En plus de la migration en masse des jeunes guinéens en général et ceux de la moyenne Guinée en particulier vers l’occident, une autre migration négligée mais plus répandue semble avoir emporté la grande partie des bras valides que comptent plusieurs villes et villages de la région administrative de Labé. Il s’agit là de la migration inter-Africaine qui, d’année en année, intéresse des jeunes qui décident de tenter leur chance dans l’aventure, a constaté sur place la rédaction locale de votre quotidien électronique Guineenews.
Des jeunes qui, souvent, n’ont pas les moyens de migrer vers l’occident passent par tous les moyens possibles pour essayer de forcer le destin dans des pays de la sous-région ouest Africaine comme le Sénégal, la côte d’ivoire, la Gambie, la Guinée-Bissau pour ne citer que ceux-ci. Cela dans la quête d’une vie meilleure. En laissant derrière des vieilles personnes qui ont souvent du mal à joindre les deux bouts. D’après un constat réalisé sur le terrain par Guinéenews, au moins trois préfectures sur les 5 que compte la région administrative de Labé sont frappées de plein fouet par ce phénomène qui continue de monter en flèche.

◇ ◇ ◇ ◇

» Consigne écrite 1: Présentez sous forme de CSV à deux colonnes, demande et reponse, tous les enregistrements depuis la ligne qui contient "TARGET = bucket handle" jusqu'à la fin des enregistrements, ces deux bornes comprises. Faites une ligne par demande, avec son texte et sa réponse, chacun dans un seul champ entre guillemets où les sauts de ligne deviennent des espaces.
L'extrait et les enregistrements n'ont aucun lien entre eux.

◇ ◇ ◇ ◇

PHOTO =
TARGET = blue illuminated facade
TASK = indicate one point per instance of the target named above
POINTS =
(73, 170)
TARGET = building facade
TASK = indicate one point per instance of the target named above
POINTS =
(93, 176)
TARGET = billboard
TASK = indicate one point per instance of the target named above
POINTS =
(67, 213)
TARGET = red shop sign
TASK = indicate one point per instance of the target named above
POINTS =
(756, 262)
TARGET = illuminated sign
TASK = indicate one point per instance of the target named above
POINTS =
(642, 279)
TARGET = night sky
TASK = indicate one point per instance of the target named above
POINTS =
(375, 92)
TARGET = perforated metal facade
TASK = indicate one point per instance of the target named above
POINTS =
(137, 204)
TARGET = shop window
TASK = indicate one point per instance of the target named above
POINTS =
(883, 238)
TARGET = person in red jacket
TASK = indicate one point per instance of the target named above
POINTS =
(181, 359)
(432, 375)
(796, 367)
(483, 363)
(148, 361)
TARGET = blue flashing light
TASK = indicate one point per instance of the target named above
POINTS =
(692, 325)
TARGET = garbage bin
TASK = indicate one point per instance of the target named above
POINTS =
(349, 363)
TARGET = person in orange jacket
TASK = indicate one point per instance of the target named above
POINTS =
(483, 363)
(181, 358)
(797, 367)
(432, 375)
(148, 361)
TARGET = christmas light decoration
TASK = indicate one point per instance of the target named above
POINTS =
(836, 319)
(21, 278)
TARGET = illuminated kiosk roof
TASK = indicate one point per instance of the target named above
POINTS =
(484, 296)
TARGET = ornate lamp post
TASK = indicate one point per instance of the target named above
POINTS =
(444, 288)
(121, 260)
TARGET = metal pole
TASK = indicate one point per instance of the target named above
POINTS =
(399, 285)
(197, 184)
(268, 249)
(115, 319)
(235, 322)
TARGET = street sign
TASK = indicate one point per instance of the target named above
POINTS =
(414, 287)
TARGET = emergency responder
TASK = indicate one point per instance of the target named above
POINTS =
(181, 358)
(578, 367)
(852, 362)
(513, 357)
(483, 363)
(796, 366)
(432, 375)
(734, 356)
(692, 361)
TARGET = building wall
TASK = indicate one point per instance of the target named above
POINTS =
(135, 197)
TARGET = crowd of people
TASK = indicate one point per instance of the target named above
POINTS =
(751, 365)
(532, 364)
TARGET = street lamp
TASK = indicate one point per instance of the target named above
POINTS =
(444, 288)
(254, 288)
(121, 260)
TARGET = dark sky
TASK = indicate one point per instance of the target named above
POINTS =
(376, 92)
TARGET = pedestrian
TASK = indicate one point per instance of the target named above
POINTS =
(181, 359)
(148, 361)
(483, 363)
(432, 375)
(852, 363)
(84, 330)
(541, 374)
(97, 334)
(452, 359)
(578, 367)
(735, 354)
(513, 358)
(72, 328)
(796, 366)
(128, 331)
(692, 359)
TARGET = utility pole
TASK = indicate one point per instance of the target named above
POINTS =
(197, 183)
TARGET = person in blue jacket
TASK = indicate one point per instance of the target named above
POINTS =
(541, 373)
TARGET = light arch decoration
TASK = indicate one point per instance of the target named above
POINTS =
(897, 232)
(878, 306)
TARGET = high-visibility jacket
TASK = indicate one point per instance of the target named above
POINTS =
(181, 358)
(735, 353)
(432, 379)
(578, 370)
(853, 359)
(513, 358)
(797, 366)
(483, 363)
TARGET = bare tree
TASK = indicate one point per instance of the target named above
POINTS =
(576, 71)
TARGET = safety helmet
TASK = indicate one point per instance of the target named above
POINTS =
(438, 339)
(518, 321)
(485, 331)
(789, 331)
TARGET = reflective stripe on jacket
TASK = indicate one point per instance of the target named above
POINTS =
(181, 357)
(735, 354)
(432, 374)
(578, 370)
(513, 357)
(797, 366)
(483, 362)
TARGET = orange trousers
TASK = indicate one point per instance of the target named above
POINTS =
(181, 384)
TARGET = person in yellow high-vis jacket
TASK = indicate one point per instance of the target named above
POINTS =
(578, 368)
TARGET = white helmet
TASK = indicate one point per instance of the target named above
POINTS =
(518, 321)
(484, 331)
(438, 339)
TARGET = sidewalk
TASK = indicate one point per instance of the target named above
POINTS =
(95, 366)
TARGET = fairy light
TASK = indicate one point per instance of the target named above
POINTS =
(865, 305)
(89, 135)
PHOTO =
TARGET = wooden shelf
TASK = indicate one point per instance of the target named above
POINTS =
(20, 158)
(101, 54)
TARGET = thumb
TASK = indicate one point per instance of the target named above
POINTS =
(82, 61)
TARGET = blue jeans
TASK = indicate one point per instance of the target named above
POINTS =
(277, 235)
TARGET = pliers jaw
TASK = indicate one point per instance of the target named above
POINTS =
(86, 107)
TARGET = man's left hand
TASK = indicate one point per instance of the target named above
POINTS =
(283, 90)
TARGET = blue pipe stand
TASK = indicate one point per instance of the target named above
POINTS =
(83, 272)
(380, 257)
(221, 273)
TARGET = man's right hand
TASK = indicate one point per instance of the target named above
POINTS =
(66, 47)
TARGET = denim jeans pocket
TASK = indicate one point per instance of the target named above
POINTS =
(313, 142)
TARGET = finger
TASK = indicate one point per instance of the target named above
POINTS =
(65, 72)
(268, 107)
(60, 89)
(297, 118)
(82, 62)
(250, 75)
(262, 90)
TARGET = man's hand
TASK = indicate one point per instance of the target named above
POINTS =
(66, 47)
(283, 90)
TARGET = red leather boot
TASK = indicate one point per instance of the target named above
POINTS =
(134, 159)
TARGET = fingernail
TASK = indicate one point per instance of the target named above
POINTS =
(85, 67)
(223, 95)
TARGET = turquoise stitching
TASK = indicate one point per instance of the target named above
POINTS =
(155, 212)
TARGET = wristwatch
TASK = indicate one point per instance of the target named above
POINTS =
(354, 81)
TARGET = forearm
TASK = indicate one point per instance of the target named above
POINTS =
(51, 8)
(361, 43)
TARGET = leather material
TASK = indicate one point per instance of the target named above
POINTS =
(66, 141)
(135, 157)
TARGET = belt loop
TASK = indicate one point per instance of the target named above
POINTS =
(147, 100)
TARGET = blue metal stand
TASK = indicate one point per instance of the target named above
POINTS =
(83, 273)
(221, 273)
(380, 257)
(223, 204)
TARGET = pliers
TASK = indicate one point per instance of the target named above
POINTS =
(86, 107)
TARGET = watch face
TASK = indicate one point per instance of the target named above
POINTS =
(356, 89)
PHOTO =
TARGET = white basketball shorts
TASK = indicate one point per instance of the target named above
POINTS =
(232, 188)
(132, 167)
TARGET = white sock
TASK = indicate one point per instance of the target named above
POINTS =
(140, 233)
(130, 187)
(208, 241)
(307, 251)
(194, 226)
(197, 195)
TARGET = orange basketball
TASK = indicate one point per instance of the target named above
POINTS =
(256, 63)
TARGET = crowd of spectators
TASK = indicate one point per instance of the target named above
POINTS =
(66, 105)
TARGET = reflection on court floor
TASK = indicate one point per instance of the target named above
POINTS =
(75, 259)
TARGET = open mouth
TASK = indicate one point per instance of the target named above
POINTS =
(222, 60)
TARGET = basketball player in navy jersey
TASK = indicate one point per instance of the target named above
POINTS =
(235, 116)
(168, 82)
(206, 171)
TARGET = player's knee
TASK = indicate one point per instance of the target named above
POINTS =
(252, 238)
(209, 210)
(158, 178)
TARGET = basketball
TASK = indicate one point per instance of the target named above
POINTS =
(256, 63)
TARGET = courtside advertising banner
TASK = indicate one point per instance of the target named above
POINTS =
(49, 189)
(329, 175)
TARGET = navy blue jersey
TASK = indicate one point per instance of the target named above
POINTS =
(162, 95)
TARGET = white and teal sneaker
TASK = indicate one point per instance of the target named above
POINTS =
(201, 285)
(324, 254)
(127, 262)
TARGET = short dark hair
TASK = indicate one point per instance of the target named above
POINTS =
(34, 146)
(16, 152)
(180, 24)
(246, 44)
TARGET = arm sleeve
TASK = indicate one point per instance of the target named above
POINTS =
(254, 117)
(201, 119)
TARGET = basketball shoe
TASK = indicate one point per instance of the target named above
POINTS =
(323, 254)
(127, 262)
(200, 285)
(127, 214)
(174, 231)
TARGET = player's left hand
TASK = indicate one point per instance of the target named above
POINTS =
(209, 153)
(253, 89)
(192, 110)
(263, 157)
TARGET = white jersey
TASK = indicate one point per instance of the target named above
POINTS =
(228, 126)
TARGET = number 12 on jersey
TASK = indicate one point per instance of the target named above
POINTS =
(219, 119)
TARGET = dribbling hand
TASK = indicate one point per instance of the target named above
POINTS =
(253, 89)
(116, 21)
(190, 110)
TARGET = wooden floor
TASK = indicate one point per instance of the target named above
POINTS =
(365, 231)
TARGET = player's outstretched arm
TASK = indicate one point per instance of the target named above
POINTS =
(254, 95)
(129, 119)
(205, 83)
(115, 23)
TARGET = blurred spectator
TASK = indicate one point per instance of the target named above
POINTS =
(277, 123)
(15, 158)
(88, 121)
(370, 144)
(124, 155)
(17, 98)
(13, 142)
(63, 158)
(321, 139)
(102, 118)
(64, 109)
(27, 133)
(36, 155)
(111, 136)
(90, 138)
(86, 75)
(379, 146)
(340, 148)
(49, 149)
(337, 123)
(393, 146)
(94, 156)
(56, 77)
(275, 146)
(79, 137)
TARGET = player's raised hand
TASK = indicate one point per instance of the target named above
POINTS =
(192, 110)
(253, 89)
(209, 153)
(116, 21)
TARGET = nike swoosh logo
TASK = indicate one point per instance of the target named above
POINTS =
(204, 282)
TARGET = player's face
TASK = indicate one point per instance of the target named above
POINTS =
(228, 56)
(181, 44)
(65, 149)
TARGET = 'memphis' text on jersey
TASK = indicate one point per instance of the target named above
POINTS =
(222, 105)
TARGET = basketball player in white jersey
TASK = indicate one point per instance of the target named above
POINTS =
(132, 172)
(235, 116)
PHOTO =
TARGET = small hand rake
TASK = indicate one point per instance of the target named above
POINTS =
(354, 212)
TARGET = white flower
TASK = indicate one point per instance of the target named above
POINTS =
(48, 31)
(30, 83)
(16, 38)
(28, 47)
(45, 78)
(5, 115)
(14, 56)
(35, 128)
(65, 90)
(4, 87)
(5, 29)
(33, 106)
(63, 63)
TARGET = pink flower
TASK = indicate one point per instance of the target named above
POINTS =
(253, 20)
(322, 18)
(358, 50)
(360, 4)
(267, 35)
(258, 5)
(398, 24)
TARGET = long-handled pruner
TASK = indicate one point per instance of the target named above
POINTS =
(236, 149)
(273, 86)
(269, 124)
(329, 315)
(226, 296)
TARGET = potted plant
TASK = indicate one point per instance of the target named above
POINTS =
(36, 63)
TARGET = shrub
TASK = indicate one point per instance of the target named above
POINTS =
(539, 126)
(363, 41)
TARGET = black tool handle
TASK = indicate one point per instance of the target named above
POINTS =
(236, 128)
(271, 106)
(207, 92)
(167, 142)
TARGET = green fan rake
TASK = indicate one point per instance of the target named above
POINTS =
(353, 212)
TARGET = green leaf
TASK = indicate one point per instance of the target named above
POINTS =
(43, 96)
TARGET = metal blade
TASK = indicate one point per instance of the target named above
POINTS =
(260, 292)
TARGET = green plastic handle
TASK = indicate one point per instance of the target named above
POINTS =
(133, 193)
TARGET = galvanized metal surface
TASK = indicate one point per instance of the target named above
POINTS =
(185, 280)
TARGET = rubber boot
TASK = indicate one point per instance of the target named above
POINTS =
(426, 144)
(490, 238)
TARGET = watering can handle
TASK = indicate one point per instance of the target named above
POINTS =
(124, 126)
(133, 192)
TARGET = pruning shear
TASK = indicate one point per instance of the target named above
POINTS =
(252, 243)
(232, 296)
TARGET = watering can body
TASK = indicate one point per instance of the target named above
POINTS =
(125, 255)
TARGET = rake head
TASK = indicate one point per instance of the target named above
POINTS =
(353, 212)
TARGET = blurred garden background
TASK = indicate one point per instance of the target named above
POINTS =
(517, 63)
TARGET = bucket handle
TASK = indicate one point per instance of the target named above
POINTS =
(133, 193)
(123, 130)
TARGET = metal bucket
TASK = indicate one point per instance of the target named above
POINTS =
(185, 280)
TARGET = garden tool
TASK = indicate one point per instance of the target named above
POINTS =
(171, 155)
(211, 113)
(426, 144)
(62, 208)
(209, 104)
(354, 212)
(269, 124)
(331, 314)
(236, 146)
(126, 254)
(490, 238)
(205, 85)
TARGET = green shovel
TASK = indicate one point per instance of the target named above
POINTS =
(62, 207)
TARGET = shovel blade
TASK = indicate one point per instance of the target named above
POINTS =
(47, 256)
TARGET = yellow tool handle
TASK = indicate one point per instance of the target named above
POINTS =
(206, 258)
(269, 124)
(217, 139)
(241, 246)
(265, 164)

◇ ◇ ◇ ◇

» Consigne écrite 2: Dans l'extrait sur la migration, reprenez tout le passage depuis "Des jeunes qui, souvent, n’ont" jusqu'à "monter en flèche." en le mettant à jour : "Sénégal" y devient "Mali".

» Réponse écrite 1:
demande,reponse
"TARGET = bucket handle TASK = indicate one point per instance of the target named above POINTS =","(133, 193) (123, 130)"
"TARGET = metal bucket TASK = indicate one point per instance of the target named above POINTS =","(185, 280)"
"TARGET = garden tool TASK = indicate one point per instance of the target named above POINTS =","(171, 155) (211, 113) (426, 144) (62, 208) (209, 104) (354, 212) (269, 124) (331, 314) (236, 146) (126, 254) (490, 238) (205, 85)"
"TARGET = green shovel TASK = indicate one point per instance of the target named above POINTS =","(62, 207)"
"TARGET = shovel blade TASK = indicate one point per instance of the target named above POINTS =","(47, 256)"
"TARGET = yellow tool handle TASK = indicate one point per instance of the target named above POINTS =","(206, 258) (269, 124) (217, 139) (241, 246) (265, 164)"

» Réponse écrite 2:
Des jeunes qui, souvent, n’ont pas les moyens de migrer vers l’occident passent par tous les moyens possibles pour essayer de forcer le destin dans des pays de la sous-région ouest Africaine comme le Mali, la côte d’ivoire, la Gambie, la Guinée-Bissau pour ne citer que ceux-ci. Cela dans la quête d’une vie meilleure. En laissant derrière des vieilles personnes qui ont souvent du mal à joindre les deux bouts. D’après un constat réalisé sur le terrain par Guinéenews, au moins trois préfectures sur les 5 que compte la région administrative de Labé sont frappées de plein fouet par ce phénomène qui continue de monter en flèche.